▶ **Document segment**
It's never a good time to be a baitfish, but for those in the forage family, fall really is brutal. With cold weather on its way, bass are gorging on all the food they can find. Given this reality, targeting the large baitfish aggregations that occur each autumn becomes the most time-effective course toward a full belly. This creates golden opportunities for anglers who understand what to look for and what to throw.
A bass won't turn down any crawfish that pokes his head out, but mostly the fish are chasing schools of baitfish – shad, yellow perch, alewives and the like. While bass have a singular focus, anglers have multiple ways of converting their seasonal gluttony into bent rods.
"No matter what part of the country you're in, the bass – smallmouth and largemouth – start feeding up for the winter," said Texas pro Stephen Johnston. "The (baitfish) group up in the fall and it's easy prey for the bass. They can eat a lot, the baitfish give them a lot of energy and that bulks them up for the winter."
Indeed, from 3-inch snacks to 10-inch mouthfuls, expect to find big numbers of fall baitfish stepping up from their deeper summer haunts and moving into creeks, coves, marinas and pockets. Shad in particular – the small threadfins and the heftier gizzard variety – will gang up around everything from grass beds to docks to rocky shorelines as they munch incessantly on algae zooplankton.
The game can move quickly this time of year, so stow those drop-shots and Carolina rigs. Indeed, fall is a time for running and gunning, at least until you dial in a productive area. Moreover, you can load up your deck with rods and stand a good chance of catching fish on most of them. Consistency, though, requires a game plan; and identifying a few solid baits that you're comfortable with usually delivers better results than straight-up junk fishing.
For planning purposes, a handful of FLW competitors helped share a rundown of their fall favorites in an effort to help anglers navigate this tricky season.
Why it works: Fall bass are on the run, so plan on covering a lot of water to find the concentrations. Gold mines will exist, but expect a lot digging first. One of the best ways to execute this technique is by burning the bank with shallow running crankbaits – either the squarebill or lipless variety.
"The fish really key in on bait in the fall and they tend to run to the backs of creeks," said National Guard pro Brent Ehrler. "They transition from being out in deeper water and they move up shallow and starting running bank. When they start doing that, a crankbait is a great way to catch them."

▶ **Challenge 1**
From the article on fall bass fishing, extract the passage starting at "The game can" and ending at "straight-up junk fishing.".
The article about fall bass fishing has no connection to the entries that come after it.

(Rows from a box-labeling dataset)
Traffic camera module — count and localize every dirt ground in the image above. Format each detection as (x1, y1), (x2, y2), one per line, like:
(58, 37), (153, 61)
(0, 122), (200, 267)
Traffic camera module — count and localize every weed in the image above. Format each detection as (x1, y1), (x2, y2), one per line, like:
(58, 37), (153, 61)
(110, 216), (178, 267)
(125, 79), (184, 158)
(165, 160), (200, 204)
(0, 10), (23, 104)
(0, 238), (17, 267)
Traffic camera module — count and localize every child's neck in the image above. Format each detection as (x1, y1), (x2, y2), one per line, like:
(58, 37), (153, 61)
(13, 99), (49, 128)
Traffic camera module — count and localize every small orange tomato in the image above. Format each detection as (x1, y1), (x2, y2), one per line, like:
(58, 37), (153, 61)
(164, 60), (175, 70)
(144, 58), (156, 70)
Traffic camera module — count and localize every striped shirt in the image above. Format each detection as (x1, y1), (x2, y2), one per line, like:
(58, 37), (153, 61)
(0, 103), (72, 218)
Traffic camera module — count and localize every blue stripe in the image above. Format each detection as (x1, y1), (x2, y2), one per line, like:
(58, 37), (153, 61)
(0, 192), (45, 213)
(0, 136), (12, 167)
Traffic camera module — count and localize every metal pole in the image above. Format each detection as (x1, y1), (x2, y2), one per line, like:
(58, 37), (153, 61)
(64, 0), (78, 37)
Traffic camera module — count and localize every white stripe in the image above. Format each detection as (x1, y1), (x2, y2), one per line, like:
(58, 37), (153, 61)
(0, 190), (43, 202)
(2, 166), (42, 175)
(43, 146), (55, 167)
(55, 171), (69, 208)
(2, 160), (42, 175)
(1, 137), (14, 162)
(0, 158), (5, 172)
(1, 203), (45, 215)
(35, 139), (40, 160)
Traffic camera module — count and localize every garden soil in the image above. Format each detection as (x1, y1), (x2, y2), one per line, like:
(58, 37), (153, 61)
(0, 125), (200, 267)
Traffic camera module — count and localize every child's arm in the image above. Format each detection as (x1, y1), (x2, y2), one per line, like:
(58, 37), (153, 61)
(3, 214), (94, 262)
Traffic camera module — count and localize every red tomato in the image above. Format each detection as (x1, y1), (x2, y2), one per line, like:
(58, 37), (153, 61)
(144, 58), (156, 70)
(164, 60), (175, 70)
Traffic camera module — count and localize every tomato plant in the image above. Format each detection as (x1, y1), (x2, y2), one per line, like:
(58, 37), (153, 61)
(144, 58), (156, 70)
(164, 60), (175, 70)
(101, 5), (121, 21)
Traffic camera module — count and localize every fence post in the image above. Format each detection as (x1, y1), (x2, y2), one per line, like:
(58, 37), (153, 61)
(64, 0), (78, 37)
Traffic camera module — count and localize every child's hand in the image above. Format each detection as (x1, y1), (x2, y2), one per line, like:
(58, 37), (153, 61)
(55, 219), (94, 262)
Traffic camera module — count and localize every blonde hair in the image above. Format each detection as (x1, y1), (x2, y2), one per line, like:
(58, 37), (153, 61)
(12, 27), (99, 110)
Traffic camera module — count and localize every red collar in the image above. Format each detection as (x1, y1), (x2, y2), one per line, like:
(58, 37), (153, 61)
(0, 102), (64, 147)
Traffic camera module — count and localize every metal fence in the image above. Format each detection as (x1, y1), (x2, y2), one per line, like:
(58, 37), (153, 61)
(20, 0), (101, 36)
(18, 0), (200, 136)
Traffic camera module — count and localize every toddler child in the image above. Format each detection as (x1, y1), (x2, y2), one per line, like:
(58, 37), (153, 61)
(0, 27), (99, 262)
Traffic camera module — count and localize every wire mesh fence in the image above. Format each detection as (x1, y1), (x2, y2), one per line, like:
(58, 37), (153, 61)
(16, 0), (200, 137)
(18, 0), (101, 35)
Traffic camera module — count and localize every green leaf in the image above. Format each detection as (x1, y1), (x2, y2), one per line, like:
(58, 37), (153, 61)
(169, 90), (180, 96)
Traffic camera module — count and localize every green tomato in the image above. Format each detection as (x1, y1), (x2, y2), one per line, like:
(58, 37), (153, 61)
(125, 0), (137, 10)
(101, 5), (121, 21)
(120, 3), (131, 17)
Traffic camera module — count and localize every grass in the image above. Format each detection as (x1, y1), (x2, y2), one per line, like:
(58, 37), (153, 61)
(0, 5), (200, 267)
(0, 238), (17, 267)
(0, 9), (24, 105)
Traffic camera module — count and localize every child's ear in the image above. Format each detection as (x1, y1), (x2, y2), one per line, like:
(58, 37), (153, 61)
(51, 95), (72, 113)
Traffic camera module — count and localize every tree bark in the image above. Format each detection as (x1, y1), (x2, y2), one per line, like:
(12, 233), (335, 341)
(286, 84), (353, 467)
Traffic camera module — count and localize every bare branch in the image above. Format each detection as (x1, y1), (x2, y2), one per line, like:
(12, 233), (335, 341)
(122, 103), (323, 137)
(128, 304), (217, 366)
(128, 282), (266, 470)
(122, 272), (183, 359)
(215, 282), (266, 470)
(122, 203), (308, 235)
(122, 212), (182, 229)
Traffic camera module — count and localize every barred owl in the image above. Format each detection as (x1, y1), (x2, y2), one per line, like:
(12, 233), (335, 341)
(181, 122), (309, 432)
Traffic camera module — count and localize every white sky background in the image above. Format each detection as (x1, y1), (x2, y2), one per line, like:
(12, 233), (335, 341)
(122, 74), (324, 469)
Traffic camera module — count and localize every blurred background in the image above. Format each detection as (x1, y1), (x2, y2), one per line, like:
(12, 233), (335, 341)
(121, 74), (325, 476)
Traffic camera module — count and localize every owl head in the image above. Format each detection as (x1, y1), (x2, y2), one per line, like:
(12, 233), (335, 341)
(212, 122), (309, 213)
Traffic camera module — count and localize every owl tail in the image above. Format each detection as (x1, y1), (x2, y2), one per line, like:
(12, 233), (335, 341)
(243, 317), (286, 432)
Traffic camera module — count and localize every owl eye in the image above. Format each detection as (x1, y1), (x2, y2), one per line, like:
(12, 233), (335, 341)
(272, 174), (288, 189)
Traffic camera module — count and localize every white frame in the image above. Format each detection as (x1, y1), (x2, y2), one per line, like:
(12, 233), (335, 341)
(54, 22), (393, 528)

▶ **Challenge 2**
Copy the lines of the entries starting at the line containing "Traffic camera module — count and localize every garden" and ending at the line containing "(12, 27), (99, 110)", both included, and nothing else.

▶ **Solution 1**
The game can move quickly this time of year, so stow those drop-shots and Carolina rigs. Indeed, fall is a time for running and gunning, at least until you dial in a productive area. Moreover, you can load up your deck with rods and stand a good chance of catching fish on most of them. Consistency, though, requires a game plan; and identifying a few solid baits that you're comfortable with usually delivers better results than straight-up junk fishing.

▶ **Solution 2**
Traffic camera module — count and localize every garden soil in the image above. Format each detection as (x1, y1), (x2, y2), one per line, like:
(58, 37), (153, 61)
(0, 125), (200, 267)
Traffic camera module — count and localize every child's arm in the image above. Format each detection as (x1, y1), (x2, y2), one per line, like:
(58, 37), (153, 61)
(3, 214), (94, 262)
Traffic camera module — count and localize every red tomato in the image above. Format each detection as (x1, y1), (x2, y2), one per line, like:
(58, 37), (153, 61)
(144, 58), (156, 70)
(164, 60), (175, 70)
Traffic camera module — count and localize every tomato plant in the image above. Format each detection as (x1, y1), (x2, y2), one per line, like:
(58, 37), (153, 61)
(144, 58), (156, 70)
(164, 60), (175, 70)
(101, 5), (121, 21)
Traffic camera module — count and localize every fence post in the image above. Format each detection as (x1, y1), (x2, y2), one per line, like:
(58, 37), (153, 61)
(64, 0), (78, 37)
Traffic camera module — count and localize every child's hand in the image above. Format each detection as (x1, y1), (x2, y2), one per line, like:
(58, 37), (153, 61)
(55, 219), (94, 262)
Traffic camera module — count and localize every blonde hair in the image above. Format each detection as (x1, y1), (x2, y2), one per line, like:
(58, 37), (153, 61)
(12, 27), (99, 110)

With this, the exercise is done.